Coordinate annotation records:
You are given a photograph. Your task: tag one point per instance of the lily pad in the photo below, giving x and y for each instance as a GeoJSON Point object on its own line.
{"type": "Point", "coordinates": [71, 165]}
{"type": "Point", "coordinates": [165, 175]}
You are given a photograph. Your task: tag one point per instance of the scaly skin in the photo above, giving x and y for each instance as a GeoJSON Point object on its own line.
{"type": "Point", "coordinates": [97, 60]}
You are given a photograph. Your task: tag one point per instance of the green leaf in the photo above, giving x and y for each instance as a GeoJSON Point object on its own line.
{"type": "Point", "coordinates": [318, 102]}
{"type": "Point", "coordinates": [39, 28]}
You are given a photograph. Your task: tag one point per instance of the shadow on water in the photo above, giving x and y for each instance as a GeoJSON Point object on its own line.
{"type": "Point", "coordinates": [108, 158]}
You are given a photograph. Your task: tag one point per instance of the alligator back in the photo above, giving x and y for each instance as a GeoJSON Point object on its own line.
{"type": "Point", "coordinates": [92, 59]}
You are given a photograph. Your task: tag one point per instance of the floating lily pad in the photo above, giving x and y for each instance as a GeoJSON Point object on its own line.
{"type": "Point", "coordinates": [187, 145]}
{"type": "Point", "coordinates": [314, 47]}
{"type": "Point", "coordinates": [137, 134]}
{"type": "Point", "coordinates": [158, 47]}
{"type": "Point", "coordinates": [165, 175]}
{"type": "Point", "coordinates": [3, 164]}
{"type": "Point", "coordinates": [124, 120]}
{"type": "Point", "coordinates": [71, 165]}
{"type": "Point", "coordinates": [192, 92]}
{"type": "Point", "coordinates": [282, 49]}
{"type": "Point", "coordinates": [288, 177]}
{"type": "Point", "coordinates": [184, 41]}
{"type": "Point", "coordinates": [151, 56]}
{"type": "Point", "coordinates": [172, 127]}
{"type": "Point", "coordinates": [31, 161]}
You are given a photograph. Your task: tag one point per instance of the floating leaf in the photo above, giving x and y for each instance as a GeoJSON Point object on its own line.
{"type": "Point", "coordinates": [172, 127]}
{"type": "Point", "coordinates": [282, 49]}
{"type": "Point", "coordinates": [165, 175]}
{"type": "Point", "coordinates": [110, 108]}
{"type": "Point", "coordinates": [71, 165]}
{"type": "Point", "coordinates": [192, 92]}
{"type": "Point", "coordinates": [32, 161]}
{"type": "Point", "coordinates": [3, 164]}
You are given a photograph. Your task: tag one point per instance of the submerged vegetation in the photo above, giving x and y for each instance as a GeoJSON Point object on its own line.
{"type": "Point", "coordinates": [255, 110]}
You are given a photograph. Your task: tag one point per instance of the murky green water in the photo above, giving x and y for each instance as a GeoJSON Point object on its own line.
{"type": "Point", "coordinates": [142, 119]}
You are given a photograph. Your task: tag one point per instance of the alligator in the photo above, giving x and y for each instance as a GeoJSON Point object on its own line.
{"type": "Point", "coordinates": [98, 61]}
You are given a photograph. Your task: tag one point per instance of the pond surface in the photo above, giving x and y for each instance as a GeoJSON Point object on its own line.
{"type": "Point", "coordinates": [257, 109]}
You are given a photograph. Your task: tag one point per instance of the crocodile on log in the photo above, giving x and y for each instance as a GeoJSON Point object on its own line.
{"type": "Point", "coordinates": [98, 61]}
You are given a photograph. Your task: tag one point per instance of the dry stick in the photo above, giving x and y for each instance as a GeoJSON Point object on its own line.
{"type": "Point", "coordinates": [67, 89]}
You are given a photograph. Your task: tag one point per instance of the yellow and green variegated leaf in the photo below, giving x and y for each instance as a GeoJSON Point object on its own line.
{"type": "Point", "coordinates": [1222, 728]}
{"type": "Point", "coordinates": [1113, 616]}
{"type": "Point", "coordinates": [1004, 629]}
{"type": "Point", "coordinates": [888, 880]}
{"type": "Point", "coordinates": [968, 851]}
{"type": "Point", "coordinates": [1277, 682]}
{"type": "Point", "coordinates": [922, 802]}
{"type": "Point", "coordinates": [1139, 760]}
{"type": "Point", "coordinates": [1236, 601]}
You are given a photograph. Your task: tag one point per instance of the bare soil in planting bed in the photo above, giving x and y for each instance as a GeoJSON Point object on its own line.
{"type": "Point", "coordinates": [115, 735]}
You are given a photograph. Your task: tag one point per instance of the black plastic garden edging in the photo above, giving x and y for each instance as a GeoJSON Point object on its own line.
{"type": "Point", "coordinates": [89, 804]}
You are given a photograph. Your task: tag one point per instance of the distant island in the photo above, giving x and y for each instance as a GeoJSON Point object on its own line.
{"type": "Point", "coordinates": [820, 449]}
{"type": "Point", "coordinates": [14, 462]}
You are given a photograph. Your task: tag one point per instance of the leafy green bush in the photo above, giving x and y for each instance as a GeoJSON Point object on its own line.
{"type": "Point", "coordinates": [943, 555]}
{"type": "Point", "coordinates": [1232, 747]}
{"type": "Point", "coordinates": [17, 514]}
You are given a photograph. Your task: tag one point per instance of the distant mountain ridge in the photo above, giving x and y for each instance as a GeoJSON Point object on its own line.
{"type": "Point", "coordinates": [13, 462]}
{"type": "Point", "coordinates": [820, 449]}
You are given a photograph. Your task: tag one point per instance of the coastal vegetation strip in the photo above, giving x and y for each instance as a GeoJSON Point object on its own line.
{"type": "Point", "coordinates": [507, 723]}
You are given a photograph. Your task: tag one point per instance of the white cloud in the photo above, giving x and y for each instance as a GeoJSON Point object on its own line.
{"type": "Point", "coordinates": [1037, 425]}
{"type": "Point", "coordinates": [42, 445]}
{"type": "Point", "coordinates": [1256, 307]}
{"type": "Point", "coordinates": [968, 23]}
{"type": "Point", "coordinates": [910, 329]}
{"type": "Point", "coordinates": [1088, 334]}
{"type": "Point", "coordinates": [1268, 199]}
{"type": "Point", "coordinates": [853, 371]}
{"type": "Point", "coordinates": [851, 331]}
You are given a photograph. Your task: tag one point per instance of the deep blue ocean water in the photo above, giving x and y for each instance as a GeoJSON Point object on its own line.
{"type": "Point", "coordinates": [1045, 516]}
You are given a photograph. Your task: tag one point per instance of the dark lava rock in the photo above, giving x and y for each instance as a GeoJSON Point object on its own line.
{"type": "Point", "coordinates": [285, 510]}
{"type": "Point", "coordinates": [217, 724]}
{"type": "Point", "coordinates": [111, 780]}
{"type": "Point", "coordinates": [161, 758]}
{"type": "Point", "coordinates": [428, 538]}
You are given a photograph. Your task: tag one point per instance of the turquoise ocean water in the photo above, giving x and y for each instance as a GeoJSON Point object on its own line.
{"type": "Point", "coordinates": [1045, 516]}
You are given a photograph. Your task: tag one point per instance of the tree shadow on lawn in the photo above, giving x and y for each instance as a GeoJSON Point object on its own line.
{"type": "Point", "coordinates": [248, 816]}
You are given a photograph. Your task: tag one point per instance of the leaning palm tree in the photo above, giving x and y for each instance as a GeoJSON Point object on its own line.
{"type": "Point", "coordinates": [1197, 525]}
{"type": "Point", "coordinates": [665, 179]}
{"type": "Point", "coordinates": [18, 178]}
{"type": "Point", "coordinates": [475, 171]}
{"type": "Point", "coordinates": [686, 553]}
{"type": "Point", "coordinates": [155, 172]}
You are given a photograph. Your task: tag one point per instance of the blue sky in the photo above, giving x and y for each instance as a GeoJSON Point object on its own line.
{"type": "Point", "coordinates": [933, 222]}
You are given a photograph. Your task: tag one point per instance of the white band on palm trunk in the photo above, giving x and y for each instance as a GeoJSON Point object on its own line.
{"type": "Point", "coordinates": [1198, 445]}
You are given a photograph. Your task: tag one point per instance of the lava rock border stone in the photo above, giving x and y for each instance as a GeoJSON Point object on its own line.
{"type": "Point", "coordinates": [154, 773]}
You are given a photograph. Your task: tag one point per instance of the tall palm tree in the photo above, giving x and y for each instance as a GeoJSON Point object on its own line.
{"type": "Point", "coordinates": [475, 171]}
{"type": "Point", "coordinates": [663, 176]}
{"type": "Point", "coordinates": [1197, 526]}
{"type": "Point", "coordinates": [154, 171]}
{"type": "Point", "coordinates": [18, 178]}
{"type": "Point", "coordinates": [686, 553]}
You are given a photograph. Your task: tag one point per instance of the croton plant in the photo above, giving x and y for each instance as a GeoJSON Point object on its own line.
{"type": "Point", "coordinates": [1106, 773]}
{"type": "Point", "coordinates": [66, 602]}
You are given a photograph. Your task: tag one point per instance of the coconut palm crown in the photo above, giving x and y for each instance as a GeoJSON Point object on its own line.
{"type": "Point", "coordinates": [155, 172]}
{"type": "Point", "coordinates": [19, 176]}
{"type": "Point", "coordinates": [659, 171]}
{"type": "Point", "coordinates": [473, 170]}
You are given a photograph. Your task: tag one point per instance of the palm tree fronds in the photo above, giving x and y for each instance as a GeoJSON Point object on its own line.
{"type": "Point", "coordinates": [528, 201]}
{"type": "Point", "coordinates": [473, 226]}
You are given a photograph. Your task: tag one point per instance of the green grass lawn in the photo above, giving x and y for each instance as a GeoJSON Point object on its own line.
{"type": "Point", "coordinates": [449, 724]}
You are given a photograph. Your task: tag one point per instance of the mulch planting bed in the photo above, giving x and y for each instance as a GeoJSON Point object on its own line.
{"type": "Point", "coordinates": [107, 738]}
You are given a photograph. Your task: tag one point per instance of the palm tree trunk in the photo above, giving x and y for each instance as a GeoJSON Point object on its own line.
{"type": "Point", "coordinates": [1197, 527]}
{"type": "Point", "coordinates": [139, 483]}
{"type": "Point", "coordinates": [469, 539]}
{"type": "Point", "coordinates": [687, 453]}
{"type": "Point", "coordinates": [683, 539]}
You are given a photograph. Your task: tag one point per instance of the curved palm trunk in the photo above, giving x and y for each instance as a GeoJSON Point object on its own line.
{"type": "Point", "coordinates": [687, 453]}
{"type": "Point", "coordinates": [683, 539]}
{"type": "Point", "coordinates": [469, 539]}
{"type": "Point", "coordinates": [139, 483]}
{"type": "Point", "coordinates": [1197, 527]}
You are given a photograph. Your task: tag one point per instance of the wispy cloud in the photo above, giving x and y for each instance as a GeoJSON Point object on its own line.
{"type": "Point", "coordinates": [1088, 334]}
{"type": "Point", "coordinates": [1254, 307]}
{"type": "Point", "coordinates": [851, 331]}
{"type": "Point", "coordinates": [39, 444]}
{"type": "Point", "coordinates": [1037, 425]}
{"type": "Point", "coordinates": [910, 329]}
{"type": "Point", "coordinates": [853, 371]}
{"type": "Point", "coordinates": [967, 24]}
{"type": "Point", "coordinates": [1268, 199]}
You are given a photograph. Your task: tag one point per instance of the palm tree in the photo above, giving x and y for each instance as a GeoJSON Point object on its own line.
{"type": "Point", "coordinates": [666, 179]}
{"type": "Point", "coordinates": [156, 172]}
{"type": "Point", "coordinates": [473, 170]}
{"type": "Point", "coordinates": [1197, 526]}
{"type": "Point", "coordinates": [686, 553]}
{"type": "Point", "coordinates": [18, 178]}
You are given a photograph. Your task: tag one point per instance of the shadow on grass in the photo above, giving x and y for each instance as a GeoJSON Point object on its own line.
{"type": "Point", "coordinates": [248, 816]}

▶ **Instructions for the task**: Take the line holding "palm tree trunk" and all lines after it through the end of the data, and set them down exactly.

▶ **Result of this task**:
You are given a photograph. Your task: tag one point per instance of the palm tree trunk in the photo above, giving x and y for each instance as a GeoJSON Point object on its own line.
{"type": "Point", "coordinates": [1197, 527]}
{"type": "Point", "coordinates": [139, 483]}
{"type": "Point", "coordinates": [469, 539]}
{"type": "Point", "coordinates": [687, 453]}
{"type": "Point", "coordinates": [683, 539]}
You are given a photograph. Your task: tag one point per instance of the curved palm trunk in the photo above, giving x and y for each instance as a GeoJSON Point object on its own line.
{"type": "Point", "coordinates": [687, 453]}
{"type": "Point", "coordinates": [683, 539]}
{"type": "Point", "coordinates": [469, 539]}
{"type": "Point", "coordinates": [139, 483]}
{"type": "Point", "coordinates": [1197, 527]}
You are given a photograph. Your task: tag one point per instance of the wispy cloud in the photo above, giving x and y for each instance as a GeoJSON Point object on its own line.
{"type": "Point", "coordinates": [1088, 334]}
{"type": "Point", "coordinates": [1254, 307]}
{"type": "Point", "coordinates": [851, 331]}
{"type": "Point", "coordinates": [39, 444]}
{"type": "Point", "coordinates": [1037, 425]}
{"type": "Point", "coordinates": [910, 329]}
{"type": "Point", "coordinates": [853, 371]}
{"type": "Point", "coordinates": [967, 24]}
{"type": "Point", "coordinates": [1268, 199]}
You are given a photograph. Your task: tag one point per instance of the palm tree in the photo above, giving x and y for each instance as a GeoJSON Point object on its own line.
{"type": "Point", "coordinates": [666, 179]}
{"type": "Point", "coordinates": [156, 172]}
{"type": "Point", "coordinates": [473, 170]}
{"type": "Point", "coordinates": [1197, 526]}
{"type": "Point", "coordinates": [686, 553]}
{"type": "Point", "coordinates": [18, 178]}
You are given a photograph. Your task: tag one point per instance of the shadow on grass in the photo above, giving x and y for each instance as a GeoJSON Point object on its own line.
{"type": "Point", "coordinates": [248, 816]}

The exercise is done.